**** Text block ****

Filing Date: December 04, 2013

According to the Complaint, on November 18, 2013 Star Scientific filed a Proxy Statement on Schedule 14A
(the “Proxy”) with the Securities and Exchange Commission (the “SEC”) in connection with the Shareholder Vote on six Company proposals. In the Proxy, the Star Scientific board of directors (the “Board” or “Individual Defendants”) recommends that Star Scientific’s public shareholders vote to approve two amendments to the Company’s 2008 Incentive Award Plan (the “Plan”) to, (a) increase the number of shares available for issuance thereunder by 18,300,000 shares and (b) to increase the maximum number of shares of common stock that can be issued to any one participant in any one calendar year from 5,000,000 to 6,000,000 (“Proposal 4”).

The Complaint alleges that the Proxy, with regard to Proposal 4 violates the “unbundling rules” promulgated by the SEC. It is also alleged that the Proxy contains several material disclosure violations regarding the reasons for, consideration and effects of Proposal 4, including how, and at what rate, the Plan may dilute Star Scientific’s public shareholders.

****

Written instruction: Reproduce the entire passage about the Star Scientific complaint word for word.

**** Dataset rows ****

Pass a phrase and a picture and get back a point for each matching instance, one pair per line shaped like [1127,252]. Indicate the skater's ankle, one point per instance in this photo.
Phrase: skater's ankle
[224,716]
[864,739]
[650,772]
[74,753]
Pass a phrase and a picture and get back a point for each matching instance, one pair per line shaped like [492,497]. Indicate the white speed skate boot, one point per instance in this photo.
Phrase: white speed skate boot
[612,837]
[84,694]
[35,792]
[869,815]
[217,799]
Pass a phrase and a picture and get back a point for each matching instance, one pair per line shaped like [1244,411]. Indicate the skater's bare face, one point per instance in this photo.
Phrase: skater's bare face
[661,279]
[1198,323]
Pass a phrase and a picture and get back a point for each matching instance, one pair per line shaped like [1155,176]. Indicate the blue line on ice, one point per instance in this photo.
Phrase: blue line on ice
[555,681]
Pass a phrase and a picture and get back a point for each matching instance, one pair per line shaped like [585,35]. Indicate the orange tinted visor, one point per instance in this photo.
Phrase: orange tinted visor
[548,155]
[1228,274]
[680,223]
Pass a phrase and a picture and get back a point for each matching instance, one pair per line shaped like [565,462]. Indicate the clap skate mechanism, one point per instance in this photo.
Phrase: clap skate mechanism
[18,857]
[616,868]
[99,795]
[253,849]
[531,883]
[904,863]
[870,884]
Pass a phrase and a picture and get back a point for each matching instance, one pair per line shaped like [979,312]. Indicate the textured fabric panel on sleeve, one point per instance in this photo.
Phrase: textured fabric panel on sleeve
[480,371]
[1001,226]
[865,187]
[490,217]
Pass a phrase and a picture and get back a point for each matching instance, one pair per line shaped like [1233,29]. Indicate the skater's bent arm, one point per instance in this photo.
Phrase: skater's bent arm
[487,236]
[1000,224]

****
**** Dataset rows ****

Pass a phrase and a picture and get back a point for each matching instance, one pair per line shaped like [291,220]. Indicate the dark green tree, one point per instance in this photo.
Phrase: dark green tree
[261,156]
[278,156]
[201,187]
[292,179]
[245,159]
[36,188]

****
**** Dataset rows ****

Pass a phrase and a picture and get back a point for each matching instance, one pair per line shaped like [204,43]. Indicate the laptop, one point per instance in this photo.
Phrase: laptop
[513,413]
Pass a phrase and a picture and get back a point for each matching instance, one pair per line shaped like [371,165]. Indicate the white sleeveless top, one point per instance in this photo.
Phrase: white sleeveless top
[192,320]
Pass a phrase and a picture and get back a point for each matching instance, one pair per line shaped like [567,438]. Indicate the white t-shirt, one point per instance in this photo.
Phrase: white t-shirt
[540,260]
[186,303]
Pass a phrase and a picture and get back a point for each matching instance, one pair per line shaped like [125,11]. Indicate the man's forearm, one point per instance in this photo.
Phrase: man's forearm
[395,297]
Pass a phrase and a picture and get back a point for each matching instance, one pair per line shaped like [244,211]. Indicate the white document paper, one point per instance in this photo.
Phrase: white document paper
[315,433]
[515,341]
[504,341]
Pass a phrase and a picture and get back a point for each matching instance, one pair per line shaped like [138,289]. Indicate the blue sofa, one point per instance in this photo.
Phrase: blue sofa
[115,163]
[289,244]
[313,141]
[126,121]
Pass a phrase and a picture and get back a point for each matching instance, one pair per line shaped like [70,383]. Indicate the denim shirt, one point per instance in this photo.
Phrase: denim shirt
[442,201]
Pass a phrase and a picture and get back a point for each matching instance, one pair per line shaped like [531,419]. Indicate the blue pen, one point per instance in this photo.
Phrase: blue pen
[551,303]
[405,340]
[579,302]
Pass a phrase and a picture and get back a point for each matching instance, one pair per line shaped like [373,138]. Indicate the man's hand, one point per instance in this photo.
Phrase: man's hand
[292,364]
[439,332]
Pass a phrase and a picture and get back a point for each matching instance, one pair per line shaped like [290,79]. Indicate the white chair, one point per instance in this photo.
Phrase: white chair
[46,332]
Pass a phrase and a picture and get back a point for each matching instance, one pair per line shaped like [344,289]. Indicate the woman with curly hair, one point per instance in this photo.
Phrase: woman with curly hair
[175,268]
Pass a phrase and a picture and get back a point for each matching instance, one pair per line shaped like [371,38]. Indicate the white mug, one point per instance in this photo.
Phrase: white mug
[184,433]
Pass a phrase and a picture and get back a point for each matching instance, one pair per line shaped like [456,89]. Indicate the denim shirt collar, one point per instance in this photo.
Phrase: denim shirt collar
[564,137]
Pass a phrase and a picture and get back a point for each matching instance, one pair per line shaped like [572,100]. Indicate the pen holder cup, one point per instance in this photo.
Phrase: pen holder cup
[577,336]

****

Correct response:
Filing Date: December 04, 2013

According to the Complaint, on November 18, 2013 Star Scientific filed a Proxy Statement on Schedule 14A
(the “Proxy”) with the Securities and Exchange Commission (the “SEC”) in connection with the Shareholder Vote on six Company proposals. In the Proxy, the Star Scientific board of directors (the “Board” or “Individual Defendants”) recommends that Star Scientific’s public shareholders vote to approve two amendments to the Company’s 2008 Incentive Award Plan (the “Plan”) to, (a) increase the number of shares available for issuance thereunder by 18,300,000 shares and (b) to increase the maximum number of shares of common stock that can be issued to any one participant in any one calendar year from 5,000,000 to 6,000,000 (“Proposal 4”).

The Complaint alleges that the Proxy, with regard to Proposal 4 violates the “unbundling rules” promulgated by the SEC. It is also alleged that the Proxy contains several material disclosure violations regarding the reasons for, consideration and effects of Proposal 4, including how, and at what rate, the Plan may dilute Star Scientific’s public shareholders.